# WORK REQUIRED
Exact copy, no pictures: restate each entry below word for word.

# PROVIDED DATA
-*-

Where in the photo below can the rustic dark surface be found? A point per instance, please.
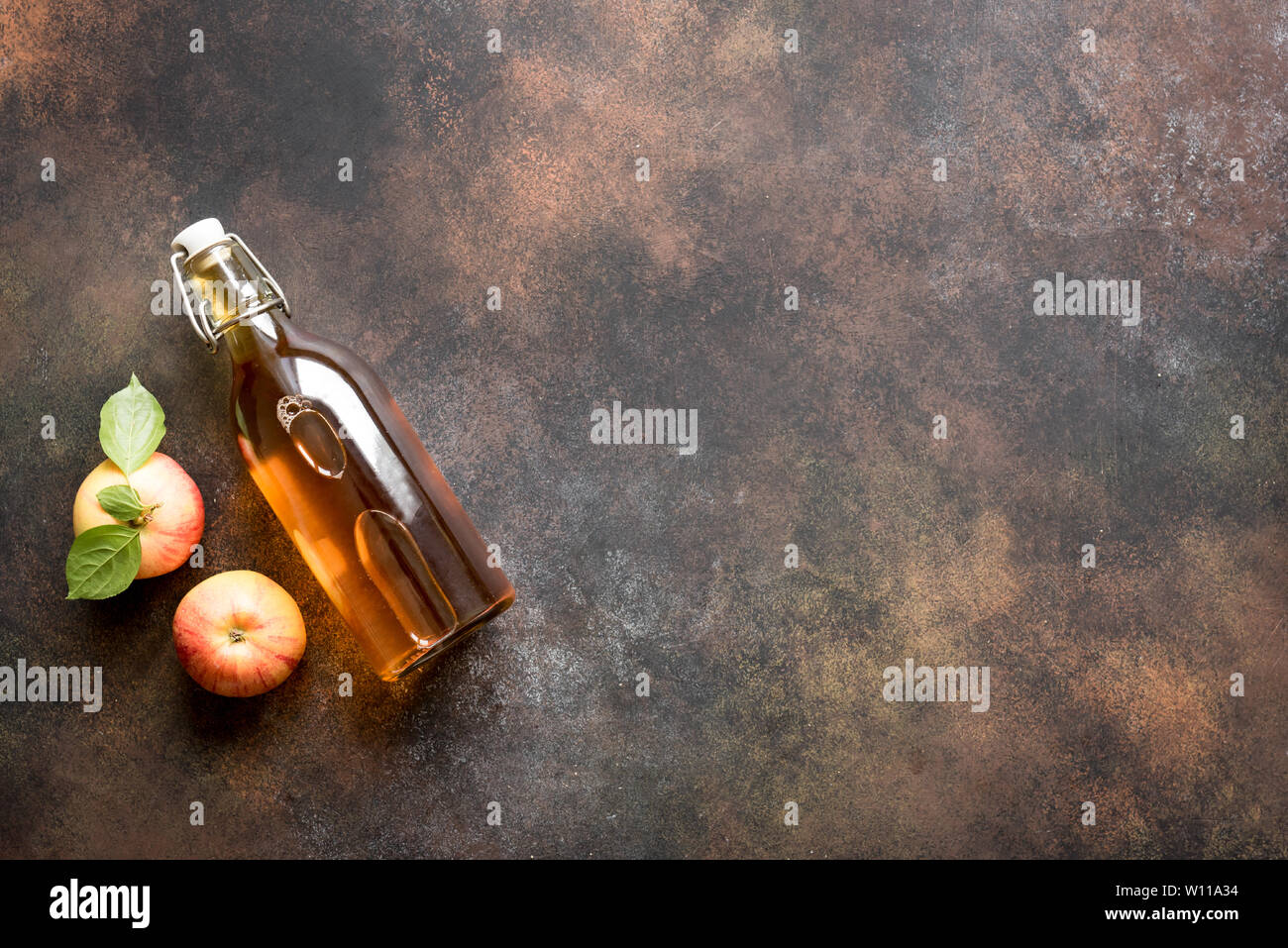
(768, 168)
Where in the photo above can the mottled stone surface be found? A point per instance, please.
(768, 168)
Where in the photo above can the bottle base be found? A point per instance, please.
(420, 660)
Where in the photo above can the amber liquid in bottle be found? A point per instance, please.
(351, 480)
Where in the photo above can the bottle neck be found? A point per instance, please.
(231, 286)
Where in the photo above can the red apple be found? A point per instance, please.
(174, 527)
(239, 634)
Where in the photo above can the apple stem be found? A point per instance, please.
(146, 517)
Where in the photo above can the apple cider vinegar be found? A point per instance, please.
(340, 466)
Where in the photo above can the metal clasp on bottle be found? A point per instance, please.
(200, 316)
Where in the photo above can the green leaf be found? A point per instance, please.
(103, 561)
(121, 501)
(130, 427)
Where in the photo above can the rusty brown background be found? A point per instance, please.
(768, 168)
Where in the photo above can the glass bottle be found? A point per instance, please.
(340, 466)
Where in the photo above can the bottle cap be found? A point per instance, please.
(196, 237)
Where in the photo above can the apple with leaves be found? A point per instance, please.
(138, 514)
(239, 634)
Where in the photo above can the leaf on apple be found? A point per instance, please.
(103, 561)
(130, 427)
(121, 501)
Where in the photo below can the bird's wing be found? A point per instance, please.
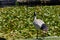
(38, 23)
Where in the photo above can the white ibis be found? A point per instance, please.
(39, 24)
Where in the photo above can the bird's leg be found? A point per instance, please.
(37, 35)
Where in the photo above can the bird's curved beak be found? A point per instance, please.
(45, 30)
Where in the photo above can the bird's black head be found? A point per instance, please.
(44, 28)
(34, 13)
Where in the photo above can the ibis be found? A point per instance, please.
(39, 24)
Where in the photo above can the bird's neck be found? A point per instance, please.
(34, 17)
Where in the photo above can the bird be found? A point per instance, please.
(39, 24)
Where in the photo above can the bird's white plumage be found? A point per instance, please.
(38, 23)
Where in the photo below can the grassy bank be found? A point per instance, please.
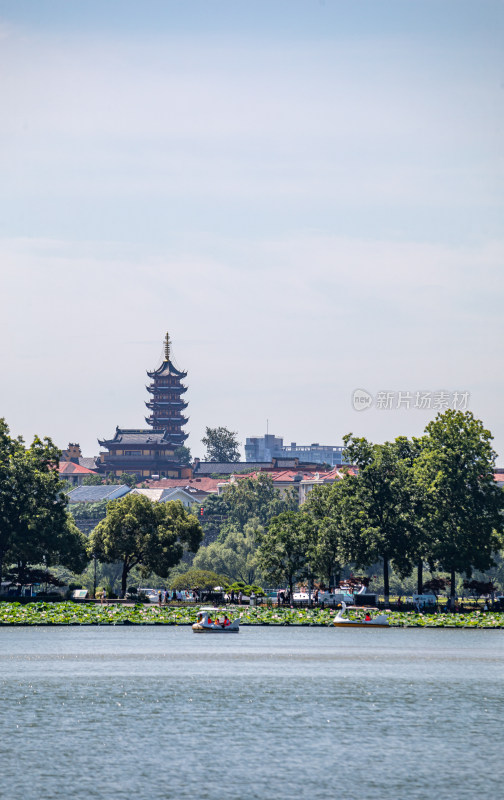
(68, 613)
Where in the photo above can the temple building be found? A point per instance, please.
(151, 452)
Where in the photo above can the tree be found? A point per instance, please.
(378, 505)
(198, 578)
(36, 528)
(463, 506)
(221, 445)
(234, 554)
(152, 536)
(325, 505)
(255, 498)
(283, 551)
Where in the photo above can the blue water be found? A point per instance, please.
(273, 712)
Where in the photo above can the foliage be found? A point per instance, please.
(152, 536)
(479, 588)
(327, 554)
(70, 613)
(246, 588)
(198, 578)
(463, 506)
(378, 505)
(256, 498)
(435, 586)
(234, 554)
(284, 547)
(221, 445)
(36, 528)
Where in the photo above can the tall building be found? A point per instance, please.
(152, 451)
(167, 403)
(264, 448)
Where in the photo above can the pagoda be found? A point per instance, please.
(151, 452)
(167, 403)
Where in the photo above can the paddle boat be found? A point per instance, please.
(380, 621)
(214, 620)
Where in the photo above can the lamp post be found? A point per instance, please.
(94, 577)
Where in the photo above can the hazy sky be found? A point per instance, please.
(308, 195)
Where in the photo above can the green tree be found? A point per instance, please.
(200, 578)
(283, 552)
(377, 508)
(234, 554)
(326, 505)
(255, 498)
(463, 506)
(152, 536)
(35, 526)
(221, 445)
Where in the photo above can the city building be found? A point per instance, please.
(73, 473)
(265, 448)
(152, 452)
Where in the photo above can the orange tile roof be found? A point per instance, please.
(69, 468)
(198, 484)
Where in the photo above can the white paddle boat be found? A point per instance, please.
(214, 620)
(380, 621)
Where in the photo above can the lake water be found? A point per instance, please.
(157, 712)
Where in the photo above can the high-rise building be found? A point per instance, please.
(265, 448)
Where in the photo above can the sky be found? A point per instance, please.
(307, 194)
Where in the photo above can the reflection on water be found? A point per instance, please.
(149, 713)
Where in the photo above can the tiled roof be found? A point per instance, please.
(203, 484)
(227, 468)
(69, 468)
(93, 494)
(129, 436)
(90, 463)
(154, 495)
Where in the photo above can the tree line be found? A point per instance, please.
(429, 501)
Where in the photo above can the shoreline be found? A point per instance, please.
(70, 614)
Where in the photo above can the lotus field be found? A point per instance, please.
(69, 613)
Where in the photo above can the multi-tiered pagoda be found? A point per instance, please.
(167, 403)
(152, 451)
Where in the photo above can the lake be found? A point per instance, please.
(157, 712)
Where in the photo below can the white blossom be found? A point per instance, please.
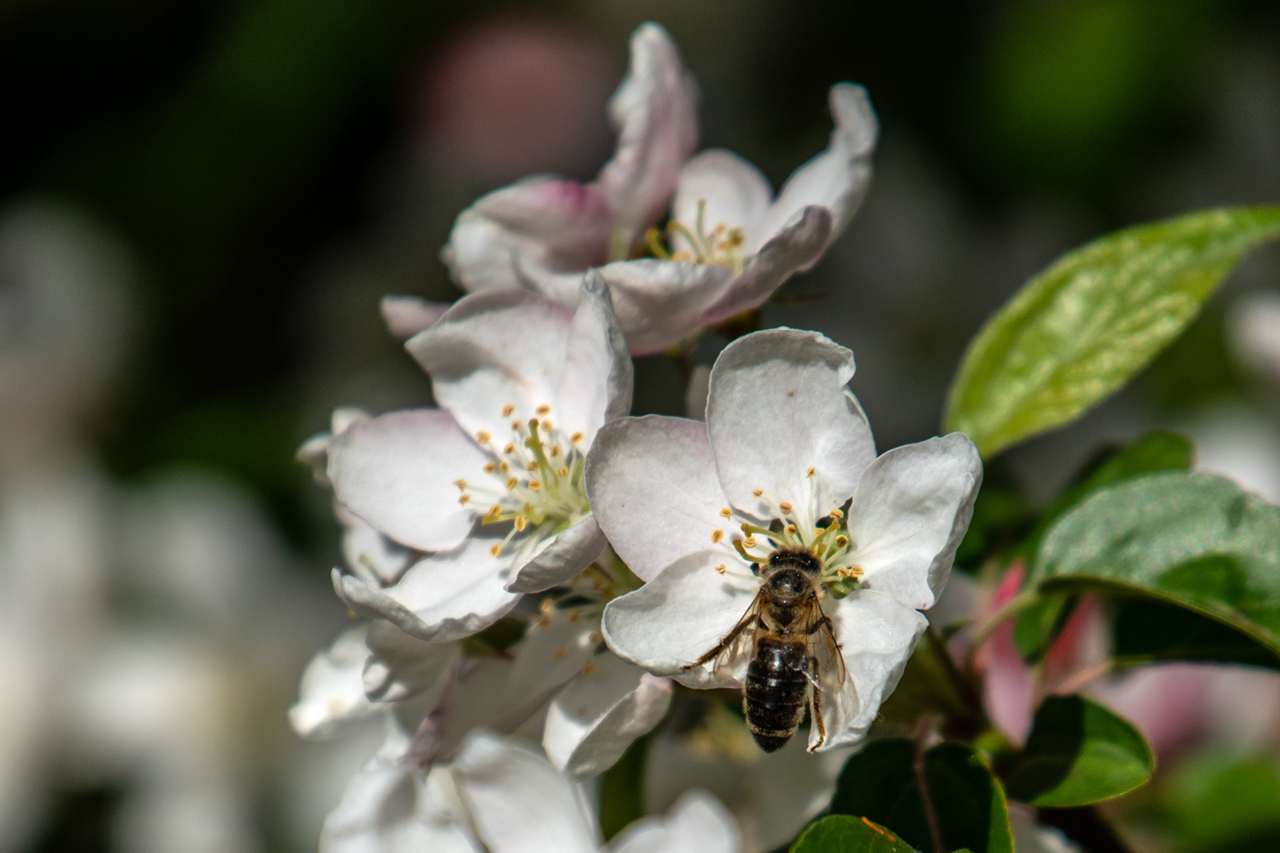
(689, 507)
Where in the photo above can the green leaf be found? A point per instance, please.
(1037, 626)
(845, 834)
(1079, 753)
(880, 783)
(1191, 539)
(1082, 328)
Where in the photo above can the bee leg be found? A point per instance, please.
(720, 647)
(812, 673)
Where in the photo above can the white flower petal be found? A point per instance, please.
(597, 716)
(384, 810)
(653, 489)
(552, 222)
(776, 407)
(561, 557)
(407, 315)
(519, 802)
(877, 635)
(492, 350)
(332, 690)
(679, 616)
(836, 178)
(696, 822)
(656, 114)
(446, 596)
(397, 473)
(401, 665)
(796, 247)
(368, 552)
(556, 648)
(910, 512)
(734, 191)
(595, 383)
(658, 302)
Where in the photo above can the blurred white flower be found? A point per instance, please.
(498, 797)
(731, 242)
(785, 446)
(524, 384)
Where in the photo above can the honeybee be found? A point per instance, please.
(786, 633)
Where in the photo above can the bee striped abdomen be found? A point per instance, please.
(776, 689)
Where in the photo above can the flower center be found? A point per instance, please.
(721, 245)
(826, 538)
(534, 482)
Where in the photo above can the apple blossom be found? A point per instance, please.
(785, 460)
(490, 483)
(730, 242)
(498, 797)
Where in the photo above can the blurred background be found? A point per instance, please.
(202, 203)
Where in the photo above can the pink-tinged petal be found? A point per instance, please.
(730, 190)
(561, 557)
(556, 223)
(595, 384)
(658, 302)
(519, 802)
(407, 315)
(656, 114)
(397, 473)
(836, 178)
(401, 666)
(794, 249)
(776, 409)
(877, 635)
(446, 596)
(332, 690)
(909, 514)
(493, 350)
(653, 489)
(597, 716)
(696, 822)
(681, 615)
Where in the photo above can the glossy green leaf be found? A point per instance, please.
(1192, 539)
(1079, 753)
(1038, 625)
(845, 834)
(1082, 328)
(880, 783)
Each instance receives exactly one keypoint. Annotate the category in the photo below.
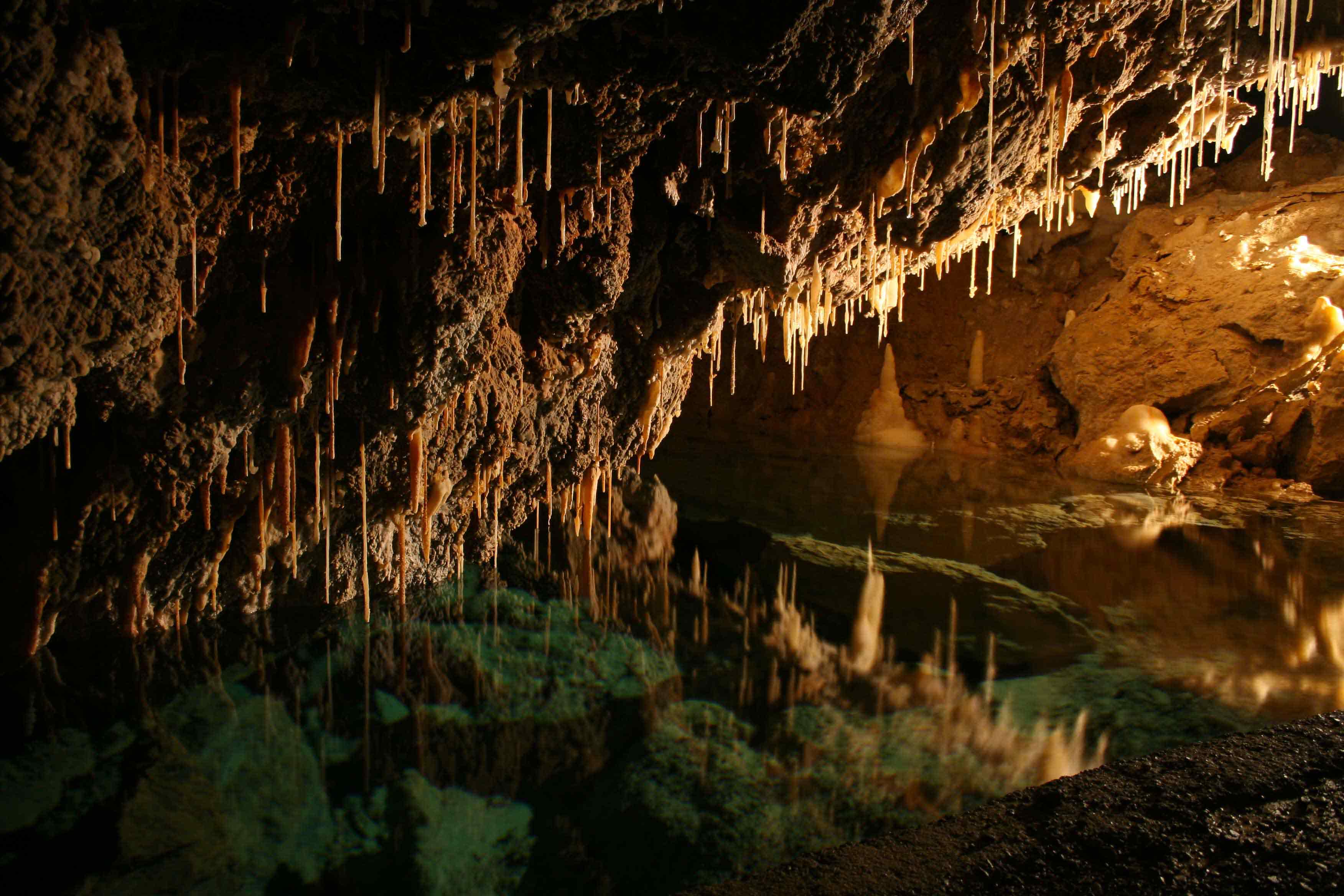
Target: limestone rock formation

-*-

# RESPONSE
Where in the photo below can the rustic dark surface be found? A point per instance, please.
(768, 168)
Where in the photo above can the mottled stone surface be found? A point per instance, please.
(768, 168)
Where in the photo above can the bottle base be found? A point per instance, please.
(420, 660)
Where in the photo above can the amber liquid in bottle be found? A point per instance, please.
(351, 480)
Where in the photo above can the bottle neck be found? A point per instance, please.
(231, 286)
Where in the photo above can the red apple be found? A point per instance, please.
(174, 527)
(239, 634)
Where in the photo above can the apple stem be found? A point per instance, please.
(146, 517)
Where in the photo above can the apple cider vinegar be found? A point per instance, please.
(340, 466)
Where in the photo above can the metal clasp on bottle be found? A point per instance, please.
(200, 316)
Where in the photo above can the green leaf be found? A point per instance, please.
(103, 561)
(121, 501)
(130, 427)
Where in the photo above can the rusty brown background be found? A point per instance, please.
(768, 168)
Where in the photo above can the glass bottle be found? A point per instance, please.
(340, 466)
Where in the photo above can the bottle cap be found? A point per instance, please.
(196, 237)
Where in the photo above can the apple with leaves be found? A point per instance, please.
(138, 514)
(239, 634)
Where in the photo above can the leaf on apple be found? A point per instance, please.
(103, 561)
(130, 427)
(121, 501)
Where in the photo below can the bird's wing be found? A point per instance, please.
(38, 23)
Where in the photo above can the white ibis be found? A point per instance, please.
(39, 24)
Where in the photo above can the bird's leg be found? A point per instance, please.
(37, 35)
Where in the photo above can the bird's curved beak be found? A point per instance, please.
(45, 30)
Where in the photo above can the bird's black head be found? A point per instance, please.
(44, 28)
(34, 13)
Where in the photo above can the ibis be found? A point per instance, please.
(39, 24)
Where in the photo above can the bird's neck be found? A point per instance, please.
(34, 17)
Where in the photo above can the bird be found? A point per instance, please.
(39, 24)
Where in the photo above can the bird's white plumage be found? A point per instance, please.
(38, 23)
Where in the photo below can the grassy bank be found? A point per instance, please.
(68, 613)
Where in the photo above can the temple building be found? A point per instance, please.
(151, 452)
Where in the photo above can the tree be found? A point per instance, please.
(378, 505)
(198, 578)
(36, 528)
(463, 506)
(221, 445)
(234, 554)
(152, 536)
(325, 505)
(255, 498)
(283, 551)
Where in the photo above can the blue water be found? A point per instance, please.
(273, 712)
Where in the photo above can the foliage be found? A point per instance, please.
(152, 536)
(479, 588)
(327, 554)
(70, 613)
(246, 588)
(198, 578)
(463, 506)
(378, 505)
(256, 498)
(435, 586)
(234, 554)
(284, 547)
(221, 445)
(36, 528)
Where in the photo above can the tall building be found? A point per instance, please.
(152, 451)
(167, 403)
(264, 448)
Where in the photo above can the pagoda be found? A point per instance, please.
(151, 452)
(167, 403)
Where in the photo above can the paddle boat be found? A point per instance, please.
(380, 621)
(214, 620)
Where in the photo above can the lamp post be found? A point per instance, please.
(94, 577)
Where in the photo above can the hazy sky be found? A point per instance, please.
(308, 195)
Where in the photo above can the green tree be found? A point per instance, please.
(200, 578)
(283, 552)
(377, 508)
(234, 554)
(326, 505)
(255, 498)
(463, 506)
(152, 536)
(35, 526)
(221, 445)
Where in the photo above can the city building be found? A point per instance, please.
(73, 473)
(265, 448)
(152, 452)
Where in the photo above can the orange tile roof be found? A point per instance, please.
(69, 468)
(198, 484)
Where in the photo above can the white paddle boat be found? A point per instance, please.
(214, 620)
(380, 621)
Where in the photo above can the lake water be found? A point per instance, please.
(157, 712)
Where in the photo above can the high-rise building be found? A point per instance, please.
(265, 448)
Where in the photo above can the sky be found? A point per instance, please.
(307, 194)
Where in the photo above can the reflection on water be found? A point per instance, please.
(149, 713)
Where in the photo above can the tiled roof be found? A point per instance, please.
(203, 484)
(227, 468)
(69, 468)
(93, 494)
(129, 436)
(90, 463)
(154, 495)
Where in the photo above can the tree line be found? A point per instance, please.
(429, 501)
Where in the photo above can the shoreline be found? A point per instance, please.
(70, 614)
Where in the photo above can the lotus field be found? A point per instance, please.
(69, 613)
Where in the photo above can the multi-tiered pagoda be found? A point per instance, please.
(167, 403)
(152, 451)
Where in the photo above can the lake be found? A point per instance, please.
(157, 712)
Where in the photo below can the white blossom be found? A point per instance, please.
(689, 507)
Where in the photo above can the green leaf be found? A point per instance, please.
(1037, 626)
(845, 834)
(1079, 753)
(880, 783)
(1191, 539)
(1082, 328)
Where in the photo above can the bee leg be found? A point per instance, please.
(720, 647)
(812, 673)
Where in the photo above can the white flower petal be found? A point per instance, please.
(597, 716)
(384, 810)
(653, 489)
(552, 222)
(776, 407)
(561, 557)
(407, 315)
(519, 802)
(877, 635)
(492, 350)
(332, 690)
(679, 616)
(836, 178)
(696, 822)
(656, 114)
(446, 596)
(397, 473)
(401, 665)
(796, 247)
(368, 552)
(556, 648)
(910, 512)
(734, 191)
(595, 383)
(658, 302)
Where in the photo above can the blurred white flower be found? A point per instance, please.
(498, 797)
(731, 242)
(785, 446)
(524, 384)
Where in the photo above can the honeybee be found? A point per instance, please.
(786, 633)
Where in the photo above can the bee striped abdomen be found? A point per instance, please.
(776, 689)
Where in the photo above can the flower center be found? A point per instance, please.
(721, 245)
(826, 538)
(534, 482)
Where in the photo above can the apple blossom be found? A point per instance, please.
(785, 460)
(490, 483)
(730, 242)
(498, 797)
Where in the photo above can the blurred background be found? A point per instance, please.
(202, 203)
Where in the photo above can the pink-tinged petal be found? A point per instance, please.
(730, 190)
(561, 557)
(556, 223)
(595, 384)
(658, 302)
(519, 802)
(407, 315)
(656, 114)
(397, 473)
(836, 178)
(401, 666)
(794, 249)
(776, 409)
(877, 635)
(446, 596)
(332, 690)
(909, 514)
(493, 350)
(653, 489)
(597, 716)
(696, 822)
(681, 615)
Where in the photo above can the glossy green leaf be found? A point per instance, please.
(1192, 539)
(1079, 753)
(1038, 625)
(845, 834)
(1082, 328)
(880, 783)
Each instance receives exactly one keypoint. Annotate the category in the photo below.
Target: limestone rock formation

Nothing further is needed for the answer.